• [TASK MATERIAL]:
* * *

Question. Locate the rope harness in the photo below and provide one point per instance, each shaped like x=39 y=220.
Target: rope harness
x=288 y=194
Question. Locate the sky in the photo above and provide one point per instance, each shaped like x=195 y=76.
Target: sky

* * *

Write out every line of the material above again, leaving nothing out, and add 77 to each x and y value in the answer coordinates. The sample coordinates that only show the format stay unchanged.

• [WRITTEN ANSWER]:
Question. Locate the rope harness in the photo below and provide one point per instance, each shaped like x=39 y=220.
Target: rope harness
x=365 y=271
Question. Locate the sky in the photo above and provide one point per instance, each shaped like x=195 y=76.
Target: sky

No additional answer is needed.